SIMENON. ADDIO AL "MOSTRO " DI EPALINGES?

                                       Foto by Le amis de Georges Simenon

Non che fosse una bellezza. Forse pratica per le personali esigenze di Simenon che se l'era fatta costruire su dei suoi disegni e affinchè fosse il massimo della funzionaità per sé e per la sua famiglia. Ma che non era un capolavoro di architettura non solo l'avevano dicharato molti professionisti del campo, ma l'avevano notato anche i suoi visitatori (che pure ne rimanevano impressionati) e coloro che passavano lì davanti.
Stiamo parlando della famosa villa di Epalinges finita di costruire alla fine del 1963 e dove lo scrittore visse fino al 1972.
Nemmeno dieci anni per l'unica casa che in tutta la vita si era fatto costruire. Addirittura dieci anni, per uno come lui che, fino ad allora, aveva cambiato in media un'abitazione ogni due anni.

» RICHIESTA SCRITTA 1
Filtra i record riportando ogni riga che contiene la parola "shaped", tenendo conto di maiuscole e minuscole.
» RICHIESTA SCRITTA 2
Continua il brano sulla villa di Simenon a Epalinges, riprendendo subito dopo la sua ultima frase.

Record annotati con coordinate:

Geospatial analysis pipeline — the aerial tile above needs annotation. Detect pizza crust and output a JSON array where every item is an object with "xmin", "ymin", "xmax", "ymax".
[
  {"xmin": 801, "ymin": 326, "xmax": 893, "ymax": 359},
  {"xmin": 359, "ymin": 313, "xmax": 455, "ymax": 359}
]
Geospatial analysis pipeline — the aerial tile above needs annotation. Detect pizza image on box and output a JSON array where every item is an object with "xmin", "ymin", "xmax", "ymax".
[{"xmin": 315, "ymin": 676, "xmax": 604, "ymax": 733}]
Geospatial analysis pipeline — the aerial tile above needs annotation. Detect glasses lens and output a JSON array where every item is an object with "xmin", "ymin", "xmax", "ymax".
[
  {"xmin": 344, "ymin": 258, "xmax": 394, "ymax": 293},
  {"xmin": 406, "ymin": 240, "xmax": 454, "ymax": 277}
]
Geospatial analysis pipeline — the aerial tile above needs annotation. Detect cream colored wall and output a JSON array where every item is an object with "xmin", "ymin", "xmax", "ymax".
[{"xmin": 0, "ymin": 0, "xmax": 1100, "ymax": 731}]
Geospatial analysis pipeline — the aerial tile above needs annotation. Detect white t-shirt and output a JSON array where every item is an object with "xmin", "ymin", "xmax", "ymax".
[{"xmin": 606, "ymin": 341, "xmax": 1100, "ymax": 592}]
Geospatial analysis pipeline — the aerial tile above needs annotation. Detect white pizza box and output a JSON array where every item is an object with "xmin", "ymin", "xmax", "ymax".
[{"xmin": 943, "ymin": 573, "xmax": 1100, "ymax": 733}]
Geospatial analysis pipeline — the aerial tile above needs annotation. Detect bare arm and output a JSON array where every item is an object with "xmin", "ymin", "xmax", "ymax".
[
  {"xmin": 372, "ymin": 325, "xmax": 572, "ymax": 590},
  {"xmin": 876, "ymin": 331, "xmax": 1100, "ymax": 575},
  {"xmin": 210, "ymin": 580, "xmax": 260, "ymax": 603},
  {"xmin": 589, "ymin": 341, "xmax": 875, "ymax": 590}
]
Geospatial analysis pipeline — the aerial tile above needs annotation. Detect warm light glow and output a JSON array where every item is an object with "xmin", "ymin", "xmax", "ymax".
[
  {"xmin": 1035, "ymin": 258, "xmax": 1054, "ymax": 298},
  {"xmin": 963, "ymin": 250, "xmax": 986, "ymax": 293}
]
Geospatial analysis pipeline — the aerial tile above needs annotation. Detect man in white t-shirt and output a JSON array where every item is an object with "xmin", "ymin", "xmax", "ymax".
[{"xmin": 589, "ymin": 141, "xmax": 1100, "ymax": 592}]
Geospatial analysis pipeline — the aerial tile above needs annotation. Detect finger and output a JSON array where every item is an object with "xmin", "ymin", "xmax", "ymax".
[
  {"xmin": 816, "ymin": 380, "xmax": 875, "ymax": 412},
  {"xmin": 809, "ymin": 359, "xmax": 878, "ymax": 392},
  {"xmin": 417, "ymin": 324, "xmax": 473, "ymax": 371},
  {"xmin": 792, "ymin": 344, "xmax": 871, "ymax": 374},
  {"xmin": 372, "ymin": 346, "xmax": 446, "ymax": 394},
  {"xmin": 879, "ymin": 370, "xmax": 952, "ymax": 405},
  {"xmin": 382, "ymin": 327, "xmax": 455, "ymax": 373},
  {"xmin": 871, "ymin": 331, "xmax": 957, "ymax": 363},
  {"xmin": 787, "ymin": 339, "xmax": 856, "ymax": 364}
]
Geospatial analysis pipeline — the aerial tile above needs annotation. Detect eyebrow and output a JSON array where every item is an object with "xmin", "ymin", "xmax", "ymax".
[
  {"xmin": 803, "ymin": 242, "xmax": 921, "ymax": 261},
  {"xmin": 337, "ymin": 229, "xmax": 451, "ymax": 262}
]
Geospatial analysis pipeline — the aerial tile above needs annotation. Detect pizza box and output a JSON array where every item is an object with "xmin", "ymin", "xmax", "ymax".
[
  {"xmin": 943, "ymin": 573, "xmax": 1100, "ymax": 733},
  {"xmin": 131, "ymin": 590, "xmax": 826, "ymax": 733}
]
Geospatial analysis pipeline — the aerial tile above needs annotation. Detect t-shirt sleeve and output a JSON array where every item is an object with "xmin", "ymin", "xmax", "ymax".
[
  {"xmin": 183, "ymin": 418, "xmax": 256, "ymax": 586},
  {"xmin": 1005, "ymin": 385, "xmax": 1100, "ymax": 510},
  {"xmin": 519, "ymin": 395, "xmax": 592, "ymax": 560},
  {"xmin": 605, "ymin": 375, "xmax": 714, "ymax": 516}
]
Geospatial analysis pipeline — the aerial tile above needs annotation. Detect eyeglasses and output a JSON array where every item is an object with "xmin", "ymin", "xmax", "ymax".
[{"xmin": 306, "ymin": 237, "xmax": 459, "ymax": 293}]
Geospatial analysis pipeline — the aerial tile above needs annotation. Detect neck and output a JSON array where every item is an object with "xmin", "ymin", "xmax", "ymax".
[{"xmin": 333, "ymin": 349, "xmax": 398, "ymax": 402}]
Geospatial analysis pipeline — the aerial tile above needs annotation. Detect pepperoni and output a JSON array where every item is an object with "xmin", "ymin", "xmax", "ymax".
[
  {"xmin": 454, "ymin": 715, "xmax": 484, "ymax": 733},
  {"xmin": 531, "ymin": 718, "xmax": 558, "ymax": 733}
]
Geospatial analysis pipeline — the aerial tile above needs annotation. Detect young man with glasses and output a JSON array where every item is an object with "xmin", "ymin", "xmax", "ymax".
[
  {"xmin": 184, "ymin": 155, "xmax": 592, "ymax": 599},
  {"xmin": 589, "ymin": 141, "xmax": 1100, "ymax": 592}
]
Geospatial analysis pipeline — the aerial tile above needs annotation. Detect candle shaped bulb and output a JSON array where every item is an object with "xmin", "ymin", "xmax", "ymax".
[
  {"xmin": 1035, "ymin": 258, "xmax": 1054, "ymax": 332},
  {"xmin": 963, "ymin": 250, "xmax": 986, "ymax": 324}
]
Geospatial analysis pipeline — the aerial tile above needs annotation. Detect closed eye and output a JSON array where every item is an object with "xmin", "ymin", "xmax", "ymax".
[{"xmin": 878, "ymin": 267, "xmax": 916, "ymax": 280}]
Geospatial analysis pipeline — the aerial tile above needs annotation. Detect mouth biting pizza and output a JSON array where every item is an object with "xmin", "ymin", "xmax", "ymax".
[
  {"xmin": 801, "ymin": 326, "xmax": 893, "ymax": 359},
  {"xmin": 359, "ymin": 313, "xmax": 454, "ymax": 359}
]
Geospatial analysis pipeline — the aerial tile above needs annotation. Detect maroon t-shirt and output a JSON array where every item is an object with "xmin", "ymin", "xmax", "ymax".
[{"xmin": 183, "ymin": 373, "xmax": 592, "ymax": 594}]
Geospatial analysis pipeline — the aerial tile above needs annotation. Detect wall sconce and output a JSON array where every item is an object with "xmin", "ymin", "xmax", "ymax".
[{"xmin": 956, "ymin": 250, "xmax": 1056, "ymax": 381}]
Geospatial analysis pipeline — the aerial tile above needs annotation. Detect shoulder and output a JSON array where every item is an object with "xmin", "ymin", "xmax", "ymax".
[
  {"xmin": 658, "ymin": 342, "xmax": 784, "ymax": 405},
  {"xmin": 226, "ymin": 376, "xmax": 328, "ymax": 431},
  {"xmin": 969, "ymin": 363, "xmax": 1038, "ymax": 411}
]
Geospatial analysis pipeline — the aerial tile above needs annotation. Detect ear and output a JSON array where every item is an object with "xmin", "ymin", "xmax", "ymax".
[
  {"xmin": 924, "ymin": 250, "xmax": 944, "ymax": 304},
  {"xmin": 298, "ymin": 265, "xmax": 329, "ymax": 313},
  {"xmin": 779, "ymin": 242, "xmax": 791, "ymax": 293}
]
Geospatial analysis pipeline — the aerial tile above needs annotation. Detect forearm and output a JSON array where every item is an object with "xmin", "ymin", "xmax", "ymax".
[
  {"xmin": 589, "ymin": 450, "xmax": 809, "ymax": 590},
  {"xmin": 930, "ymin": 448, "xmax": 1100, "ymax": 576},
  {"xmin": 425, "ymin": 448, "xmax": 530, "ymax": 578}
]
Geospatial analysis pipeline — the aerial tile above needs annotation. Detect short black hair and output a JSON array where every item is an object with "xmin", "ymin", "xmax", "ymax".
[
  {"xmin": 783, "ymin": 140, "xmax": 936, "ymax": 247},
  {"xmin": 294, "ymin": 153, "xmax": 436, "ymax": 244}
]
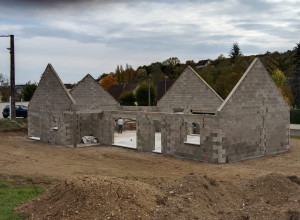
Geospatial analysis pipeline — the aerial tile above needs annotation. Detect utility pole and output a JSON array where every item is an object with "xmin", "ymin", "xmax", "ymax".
[
  {"xmin": 0, "ymin": 35, "xmax": 16, "ymax": 121},
  {"xmin": 9, "ymin": 35, "xmax": 16, "ymax": 121},
  {"xmin": 148, "ymin": 78, "xmax": 151, "ymax": 106}
]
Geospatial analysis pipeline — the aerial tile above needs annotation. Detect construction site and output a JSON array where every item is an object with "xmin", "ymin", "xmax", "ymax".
[{"xmin": 0, "ymin": 59, "xmax": 300, "ymax": 219}]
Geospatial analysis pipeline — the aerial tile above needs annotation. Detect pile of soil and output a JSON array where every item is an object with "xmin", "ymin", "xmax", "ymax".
[
  {"xmin": 16, "ymin": 177, "xmax": 161, "ymax": 219},
  {"xmin": 16, "ymin": 173, "xmax": 300, "ymax": 220}
]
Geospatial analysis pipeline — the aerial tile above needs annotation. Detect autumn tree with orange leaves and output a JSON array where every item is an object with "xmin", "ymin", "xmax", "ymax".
[{"xmin": 100, "ymin": 74, "xmax": 118, "ymax": 90}]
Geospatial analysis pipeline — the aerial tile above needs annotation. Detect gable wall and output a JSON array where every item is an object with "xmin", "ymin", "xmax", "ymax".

» RISPOSTA SCRITTA 1
Geospatial analysis pipeline — the aerial tile above needs annotation. Detect candle shaped bulb and output a JSON array where every item is an object with "xmin", "ymin", "xmax", "ymax".

» RISPOSTA SCRITTA 2
La notizia è che sarà abbattuta. O per lo meno queste sono i progetti di chi ha acquistato, fin dal 2008 la villa, da tempo disabitata e poi occupata dai quelli che gli svizzeri chiamano gli splatter. L'acquirente è un italiano, l'uomo d'affari Luigi D'Amato che l'ha acquistata con il progetto di tirar su una serie di costruzioni a scopo abitativo. Un affare di 30 milioni di euro, escluso l'acquisto della villa e del terreno, e una sostanziale accettazione della popolazione e dell'aministrazione locale.
Alla notizia hanno dato un certo risalto le agenzie di stampa e la tv francesi, i quotidiani svizzeri e ovviamente internet, dove ha fatto subito il giro.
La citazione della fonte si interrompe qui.